## DIRECTIVE
Return every line of the items below that contains the string "with".

------ TASK MATERIAL ------

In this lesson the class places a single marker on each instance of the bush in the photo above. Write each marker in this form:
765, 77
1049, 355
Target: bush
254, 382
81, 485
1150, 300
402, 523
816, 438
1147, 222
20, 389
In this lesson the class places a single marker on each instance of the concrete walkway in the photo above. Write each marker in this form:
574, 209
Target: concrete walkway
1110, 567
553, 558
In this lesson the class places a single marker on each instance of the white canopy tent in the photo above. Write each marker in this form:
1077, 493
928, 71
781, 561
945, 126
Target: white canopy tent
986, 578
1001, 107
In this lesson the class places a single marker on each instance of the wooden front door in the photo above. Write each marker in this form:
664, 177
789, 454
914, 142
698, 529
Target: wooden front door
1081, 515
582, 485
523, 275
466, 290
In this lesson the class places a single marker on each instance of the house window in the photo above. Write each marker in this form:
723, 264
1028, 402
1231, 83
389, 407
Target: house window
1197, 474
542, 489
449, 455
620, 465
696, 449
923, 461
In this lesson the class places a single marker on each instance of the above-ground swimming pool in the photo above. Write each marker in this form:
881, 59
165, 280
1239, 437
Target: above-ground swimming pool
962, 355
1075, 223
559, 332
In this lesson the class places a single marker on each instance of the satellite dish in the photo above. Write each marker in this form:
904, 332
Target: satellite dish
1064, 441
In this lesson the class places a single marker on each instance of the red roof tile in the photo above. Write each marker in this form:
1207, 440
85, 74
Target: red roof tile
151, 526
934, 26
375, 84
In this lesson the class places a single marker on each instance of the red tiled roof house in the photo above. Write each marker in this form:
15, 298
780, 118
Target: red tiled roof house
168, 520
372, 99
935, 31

------
------ TASK MATERIAL ------

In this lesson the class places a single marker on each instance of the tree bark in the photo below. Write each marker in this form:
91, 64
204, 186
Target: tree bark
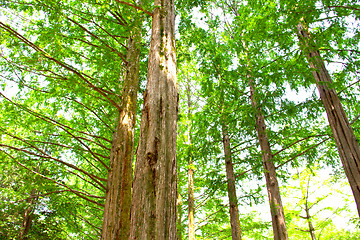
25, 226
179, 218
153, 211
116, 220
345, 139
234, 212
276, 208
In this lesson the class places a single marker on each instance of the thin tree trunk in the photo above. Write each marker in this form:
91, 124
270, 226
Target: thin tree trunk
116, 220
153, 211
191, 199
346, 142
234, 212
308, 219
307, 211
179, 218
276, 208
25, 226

------
------ TASK MATERIAL ------

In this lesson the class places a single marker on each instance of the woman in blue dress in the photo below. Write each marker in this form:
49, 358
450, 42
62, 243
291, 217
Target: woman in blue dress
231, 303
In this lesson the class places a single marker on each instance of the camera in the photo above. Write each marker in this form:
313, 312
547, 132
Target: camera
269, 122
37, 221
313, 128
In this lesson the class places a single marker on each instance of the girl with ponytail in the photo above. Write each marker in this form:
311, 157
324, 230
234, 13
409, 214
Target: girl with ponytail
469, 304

------

## OUTPUT OF THE TASK
In this lesson the class places a single marker on each instance of the girl with ponytail in the photo above. Write each marker in this form:
Target: girl with ponytail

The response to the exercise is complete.